The task -> Reproduce word for word, from the entries below, the line with "Format — one point per instance, like (41,214)", the line with "Format — one point per instance, like (361,33)", and every line between them, and nothing more.

##### Records

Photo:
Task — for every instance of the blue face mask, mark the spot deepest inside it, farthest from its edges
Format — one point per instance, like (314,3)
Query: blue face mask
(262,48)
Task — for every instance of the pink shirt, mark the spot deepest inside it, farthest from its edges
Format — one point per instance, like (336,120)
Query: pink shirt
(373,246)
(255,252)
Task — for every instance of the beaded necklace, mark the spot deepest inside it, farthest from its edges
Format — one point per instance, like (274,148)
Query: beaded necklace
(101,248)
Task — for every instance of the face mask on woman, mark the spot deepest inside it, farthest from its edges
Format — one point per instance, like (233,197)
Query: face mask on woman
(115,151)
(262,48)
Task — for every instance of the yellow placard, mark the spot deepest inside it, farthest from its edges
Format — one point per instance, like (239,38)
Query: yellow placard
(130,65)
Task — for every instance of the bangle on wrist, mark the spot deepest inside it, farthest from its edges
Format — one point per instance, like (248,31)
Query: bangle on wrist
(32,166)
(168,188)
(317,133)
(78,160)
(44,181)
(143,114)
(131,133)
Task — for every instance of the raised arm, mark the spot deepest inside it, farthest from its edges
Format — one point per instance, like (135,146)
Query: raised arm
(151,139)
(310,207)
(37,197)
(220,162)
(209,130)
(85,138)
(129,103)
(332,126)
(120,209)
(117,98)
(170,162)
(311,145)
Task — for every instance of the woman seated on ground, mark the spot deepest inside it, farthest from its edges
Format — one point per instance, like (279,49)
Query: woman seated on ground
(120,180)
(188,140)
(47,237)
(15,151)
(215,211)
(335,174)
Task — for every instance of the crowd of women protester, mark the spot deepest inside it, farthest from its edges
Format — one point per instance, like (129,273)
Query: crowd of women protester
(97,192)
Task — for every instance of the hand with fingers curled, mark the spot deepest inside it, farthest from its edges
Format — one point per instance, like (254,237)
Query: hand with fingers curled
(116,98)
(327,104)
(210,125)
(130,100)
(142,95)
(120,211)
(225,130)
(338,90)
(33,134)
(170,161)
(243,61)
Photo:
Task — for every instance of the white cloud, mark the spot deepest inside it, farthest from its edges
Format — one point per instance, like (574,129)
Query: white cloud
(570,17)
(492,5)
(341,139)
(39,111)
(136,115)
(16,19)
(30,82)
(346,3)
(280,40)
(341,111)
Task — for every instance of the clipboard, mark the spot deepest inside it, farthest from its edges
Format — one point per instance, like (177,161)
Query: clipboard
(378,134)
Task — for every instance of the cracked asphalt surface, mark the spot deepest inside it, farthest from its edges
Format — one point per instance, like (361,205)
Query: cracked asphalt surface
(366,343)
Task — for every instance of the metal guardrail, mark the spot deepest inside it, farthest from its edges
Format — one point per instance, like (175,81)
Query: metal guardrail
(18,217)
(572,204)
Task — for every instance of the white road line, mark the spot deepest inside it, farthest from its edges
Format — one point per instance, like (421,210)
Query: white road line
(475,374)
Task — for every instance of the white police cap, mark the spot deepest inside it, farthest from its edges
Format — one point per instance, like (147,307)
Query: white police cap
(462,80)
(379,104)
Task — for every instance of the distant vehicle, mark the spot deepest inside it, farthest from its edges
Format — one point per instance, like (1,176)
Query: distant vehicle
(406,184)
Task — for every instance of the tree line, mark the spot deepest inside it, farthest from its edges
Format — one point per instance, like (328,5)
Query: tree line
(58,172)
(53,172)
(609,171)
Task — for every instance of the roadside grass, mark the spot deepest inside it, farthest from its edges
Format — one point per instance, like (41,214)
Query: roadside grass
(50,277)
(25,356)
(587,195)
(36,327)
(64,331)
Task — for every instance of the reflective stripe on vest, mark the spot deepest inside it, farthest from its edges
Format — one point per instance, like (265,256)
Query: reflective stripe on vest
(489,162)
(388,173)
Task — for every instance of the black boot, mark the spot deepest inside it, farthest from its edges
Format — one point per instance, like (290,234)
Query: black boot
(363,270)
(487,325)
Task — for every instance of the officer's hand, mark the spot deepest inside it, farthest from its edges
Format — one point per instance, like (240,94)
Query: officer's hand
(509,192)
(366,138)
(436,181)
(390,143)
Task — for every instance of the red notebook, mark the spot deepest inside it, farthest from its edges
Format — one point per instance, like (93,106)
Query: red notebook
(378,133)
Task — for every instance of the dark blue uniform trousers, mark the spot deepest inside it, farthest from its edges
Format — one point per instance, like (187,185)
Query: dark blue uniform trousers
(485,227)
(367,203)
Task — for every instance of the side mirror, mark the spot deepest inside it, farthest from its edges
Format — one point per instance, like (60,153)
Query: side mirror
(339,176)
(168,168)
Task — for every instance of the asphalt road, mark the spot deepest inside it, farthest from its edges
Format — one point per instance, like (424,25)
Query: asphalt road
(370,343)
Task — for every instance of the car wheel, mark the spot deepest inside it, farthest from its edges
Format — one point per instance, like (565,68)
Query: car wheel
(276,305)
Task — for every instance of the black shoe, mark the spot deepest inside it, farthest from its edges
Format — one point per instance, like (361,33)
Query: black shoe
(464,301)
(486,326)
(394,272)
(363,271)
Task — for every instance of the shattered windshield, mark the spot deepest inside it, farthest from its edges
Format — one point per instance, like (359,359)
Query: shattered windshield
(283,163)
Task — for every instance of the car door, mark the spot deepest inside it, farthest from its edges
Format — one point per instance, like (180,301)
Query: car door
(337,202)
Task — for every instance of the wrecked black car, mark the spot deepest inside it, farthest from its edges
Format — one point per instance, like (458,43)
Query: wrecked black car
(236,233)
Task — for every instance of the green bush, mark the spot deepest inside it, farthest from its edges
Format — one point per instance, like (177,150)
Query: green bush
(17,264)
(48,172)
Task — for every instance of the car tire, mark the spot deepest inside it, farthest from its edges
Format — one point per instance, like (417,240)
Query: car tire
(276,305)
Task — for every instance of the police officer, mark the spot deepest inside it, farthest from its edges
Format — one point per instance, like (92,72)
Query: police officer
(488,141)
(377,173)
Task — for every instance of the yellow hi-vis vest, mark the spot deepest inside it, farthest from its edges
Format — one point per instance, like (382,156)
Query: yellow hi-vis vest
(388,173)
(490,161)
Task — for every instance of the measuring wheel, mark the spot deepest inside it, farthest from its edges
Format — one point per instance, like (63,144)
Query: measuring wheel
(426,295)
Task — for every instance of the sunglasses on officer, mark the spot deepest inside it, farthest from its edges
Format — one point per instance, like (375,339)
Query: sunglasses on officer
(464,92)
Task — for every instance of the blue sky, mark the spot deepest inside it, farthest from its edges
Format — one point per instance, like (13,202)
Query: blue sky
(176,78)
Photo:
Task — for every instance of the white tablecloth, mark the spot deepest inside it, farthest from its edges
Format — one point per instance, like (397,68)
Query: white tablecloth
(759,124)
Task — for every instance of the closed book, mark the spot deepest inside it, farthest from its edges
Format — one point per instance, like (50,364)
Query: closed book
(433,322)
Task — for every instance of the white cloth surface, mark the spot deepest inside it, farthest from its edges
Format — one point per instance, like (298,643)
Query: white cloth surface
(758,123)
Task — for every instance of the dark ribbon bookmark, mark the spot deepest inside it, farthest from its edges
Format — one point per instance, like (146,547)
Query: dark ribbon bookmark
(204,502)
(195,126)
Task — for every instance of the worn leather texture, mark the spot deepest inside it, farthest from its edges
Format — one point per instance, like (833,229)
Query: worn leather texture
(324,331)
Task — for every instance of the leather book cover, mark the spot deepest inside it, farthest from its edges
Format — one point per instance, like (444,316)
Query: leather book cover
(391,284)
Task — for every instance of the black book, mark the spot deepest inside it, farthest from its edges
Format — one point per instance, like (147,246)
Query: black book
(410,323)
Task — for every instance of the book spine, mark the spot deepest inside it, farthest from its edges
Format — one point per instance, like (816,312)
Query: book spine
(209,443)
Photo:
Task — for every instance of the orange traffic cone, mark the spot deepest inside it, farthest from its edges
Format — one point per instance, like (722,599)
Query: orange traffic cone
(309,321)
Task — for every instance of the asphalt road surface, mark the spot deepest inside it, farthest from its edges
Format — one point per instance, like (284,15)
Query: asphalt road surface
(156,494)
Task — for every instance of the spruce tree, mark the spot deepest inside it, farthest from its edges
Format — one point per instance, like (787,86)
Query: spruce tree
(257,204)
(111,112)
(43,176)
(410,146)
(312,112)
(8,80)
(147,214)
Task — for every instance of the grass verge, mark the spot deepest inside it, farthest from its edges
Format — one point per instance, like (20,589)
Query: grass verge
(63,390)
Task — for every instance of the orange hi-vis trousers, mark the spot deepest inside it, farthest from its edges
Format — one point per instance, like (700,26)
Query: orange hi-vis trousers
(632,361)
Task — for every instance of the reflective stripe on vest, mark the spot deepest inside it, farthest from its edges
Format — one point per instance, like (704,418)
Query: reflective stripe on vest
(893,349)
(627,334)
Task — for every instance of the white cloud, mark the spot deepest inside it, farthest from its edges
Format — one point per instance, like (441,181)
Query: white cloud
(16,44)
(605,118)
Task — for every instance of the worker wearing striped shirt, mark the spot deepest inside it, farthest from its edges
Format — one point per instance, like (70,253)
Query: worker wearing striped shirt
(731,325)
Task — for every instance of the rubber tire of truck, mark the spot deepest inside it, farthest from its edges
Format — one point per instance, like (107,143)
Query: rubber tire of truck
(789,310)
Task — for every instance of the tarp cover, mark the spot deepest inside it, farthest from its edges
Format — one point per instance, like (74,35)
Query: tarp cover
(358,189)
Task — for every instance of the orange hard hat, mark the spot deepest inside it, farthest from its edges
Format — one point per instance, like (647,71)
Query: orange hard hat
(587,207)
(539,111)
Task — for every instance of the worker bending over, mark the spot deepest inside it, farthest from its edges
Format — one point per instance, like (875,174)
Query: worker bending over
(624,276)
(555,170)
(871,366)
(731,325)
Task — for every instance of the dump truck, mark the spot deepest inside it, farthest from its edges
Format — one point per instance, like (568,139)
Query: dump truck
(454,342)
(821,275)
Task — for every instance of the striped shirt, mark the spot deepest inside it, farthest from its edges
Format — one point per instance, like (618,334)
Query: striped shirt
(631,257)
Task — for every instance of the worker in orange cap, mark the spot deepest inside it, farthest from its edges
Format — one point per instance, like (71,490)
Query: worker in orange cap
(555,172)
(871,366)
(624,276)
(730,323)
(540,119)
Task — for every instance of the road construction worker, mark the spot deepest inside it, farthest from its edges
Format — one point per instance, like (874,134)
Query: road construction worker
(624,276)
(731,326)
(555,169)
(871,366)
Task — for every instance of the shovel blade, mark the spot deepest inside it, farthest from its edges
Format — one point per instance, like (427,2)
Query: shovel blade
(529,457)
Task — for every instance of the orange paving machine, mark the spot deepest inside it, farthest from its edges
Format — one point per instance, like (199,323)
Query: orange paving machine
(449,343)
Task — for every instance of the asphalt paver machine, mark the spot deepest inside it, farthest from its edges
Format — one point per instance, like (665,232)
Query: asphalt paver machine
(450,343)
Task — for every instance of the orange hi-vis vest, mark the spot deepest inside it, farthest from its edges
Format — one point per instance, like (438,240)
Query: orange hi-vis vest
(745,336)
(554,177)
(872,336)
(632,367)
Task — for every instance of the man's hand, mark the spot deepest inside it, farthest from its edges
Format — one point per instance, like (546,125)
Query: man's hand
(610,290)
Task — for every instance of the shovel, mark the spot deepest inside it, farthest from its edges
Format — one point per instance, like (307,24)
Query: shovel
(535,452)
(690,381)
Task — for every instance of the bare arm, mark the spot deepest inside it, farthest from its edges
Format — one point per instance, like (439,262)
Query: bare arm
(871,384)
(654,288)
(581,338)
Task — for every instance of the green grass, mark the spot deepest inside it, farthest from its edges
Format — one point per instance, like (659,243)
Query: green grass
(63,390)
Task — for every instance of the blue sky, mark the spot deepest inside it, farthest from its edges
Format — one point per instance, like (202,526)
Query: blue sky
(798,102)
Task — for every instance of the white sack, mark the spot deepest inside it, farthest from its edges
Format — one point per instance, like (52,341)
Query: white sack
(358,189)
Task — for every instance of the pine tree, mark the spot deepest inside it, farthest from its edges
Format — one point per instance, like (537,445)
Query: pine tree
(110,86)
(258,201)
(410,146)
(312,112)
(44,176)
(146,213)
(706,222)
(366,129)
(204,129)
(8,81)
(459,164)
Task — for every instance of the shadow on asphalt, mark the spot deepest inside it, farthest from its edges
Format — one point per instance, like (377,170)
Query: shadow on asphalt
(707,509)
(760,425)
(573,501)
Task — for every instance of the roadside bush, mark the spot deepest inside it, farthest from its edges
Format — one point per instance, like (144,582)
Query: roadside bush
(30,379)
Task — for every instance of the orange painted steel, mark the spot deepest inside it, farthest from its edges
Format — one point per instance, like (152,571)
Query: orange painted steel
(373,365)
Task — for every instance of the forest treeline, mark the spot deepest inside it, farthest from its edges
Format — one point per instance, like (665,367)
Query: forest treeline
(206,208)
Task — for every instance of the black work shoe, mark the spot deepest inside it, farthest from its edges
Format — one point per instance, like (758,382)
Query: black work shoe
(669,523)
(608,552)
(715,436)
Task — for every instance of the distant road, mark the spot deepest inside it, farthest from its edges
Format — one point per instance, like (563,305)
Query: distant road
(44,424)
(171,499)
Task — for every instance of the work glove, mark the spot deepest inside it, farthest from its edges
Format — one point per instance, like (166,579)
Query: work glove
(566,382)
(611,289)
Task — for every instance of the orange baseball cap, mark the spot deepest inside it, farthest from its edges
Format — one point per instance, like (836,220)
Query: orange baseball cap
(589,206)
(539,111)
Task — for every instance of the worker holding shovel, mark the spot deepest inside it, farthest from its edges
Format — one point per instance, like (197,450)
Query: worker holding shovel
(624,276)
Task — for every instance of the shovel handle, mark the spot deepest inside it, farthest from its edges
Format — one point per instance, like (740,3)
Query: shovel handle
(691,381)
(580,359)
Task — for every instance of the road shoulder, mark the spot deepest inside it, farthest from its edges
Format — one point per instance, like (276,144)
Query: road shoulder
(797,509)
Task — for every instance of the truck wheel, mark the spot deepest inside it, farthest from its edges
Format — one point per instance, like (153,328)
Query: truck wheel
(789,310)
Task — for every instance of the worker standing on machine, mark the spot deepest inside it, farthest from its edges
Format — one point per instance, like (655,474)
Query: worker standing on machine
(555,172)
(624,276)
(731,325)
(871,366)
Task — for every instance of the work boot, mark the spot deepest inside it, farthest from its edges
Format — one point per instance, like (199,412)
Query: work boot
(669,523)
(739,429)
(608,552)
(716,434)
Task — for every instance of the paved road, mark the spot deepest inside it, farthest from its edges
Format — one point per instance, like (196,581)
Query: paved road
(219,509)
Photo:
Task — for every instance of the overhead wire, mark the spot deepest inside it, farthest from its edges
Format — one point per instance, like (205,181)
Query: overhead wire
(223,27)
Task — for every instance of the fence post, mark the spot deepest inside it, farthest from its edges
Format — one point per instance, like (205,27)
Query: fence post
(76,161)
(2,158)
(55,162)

##########

Reply ->
Format — one point per instance, like (41,214)
Query: roadside grass
(50,277)
(25,356)
(587,195)
(36,327)
(64,331)
Task — for every instance of the reflective stripe on vest, mark the spot deepest inside it, farthest from its edges
Format — one point per instance, like (265,256)
Query: reflective stripe on vest
(489,162)
(388,173)
Task — for every instance of the black boot, mark the spot deepest inside it, farthest from its edges
Format — one point per instance, like (290,234)
Query: black boot
(363,270)
(487,325)
Task — for every instance of the officer's hand, mark the spot deepest inside it, farthest from its edges
Format — one point per instance, like (240,94)
Query: officer's hand
(509,192)
(366,138)
(436,181)
(390,143)
Task — for every instance of the red notebook, mark the spot deepest inside it, farthest from its edges
Format — one point per instance, like (93,106)
Query: red notebook
(378,133)
Task — for every instance of the dark blue uniform trousers, mark the spot deepest inside it, farthest from its edges
Format — one point per instance, like (187,185)
Query: dark blue uniform trousers
(485,227)
(367,203)
Task — for every instance of the side mirror, mark the spot deepest inside it, farthest from its edges
Format — one point per instance, like (60,153)
Query: side mirror
(339,176)
(168,168)
Task — for every instance of the asphalt road, mark the spot deepest inside it, farthest from its edges
Format — one point per instance, like (424,25)
Query: asphalt road
(370,343)
Task — for every instance of the car wheel, mark the spot deepest inside it, farthest from its edges
Format — one point per instance, like (565,68)
Query: car wheel
(276,305)
Task — for every instance of the black shoe, mark the spot deepest inside it, farthest from its edges
Format — one point per instance, like (361,33)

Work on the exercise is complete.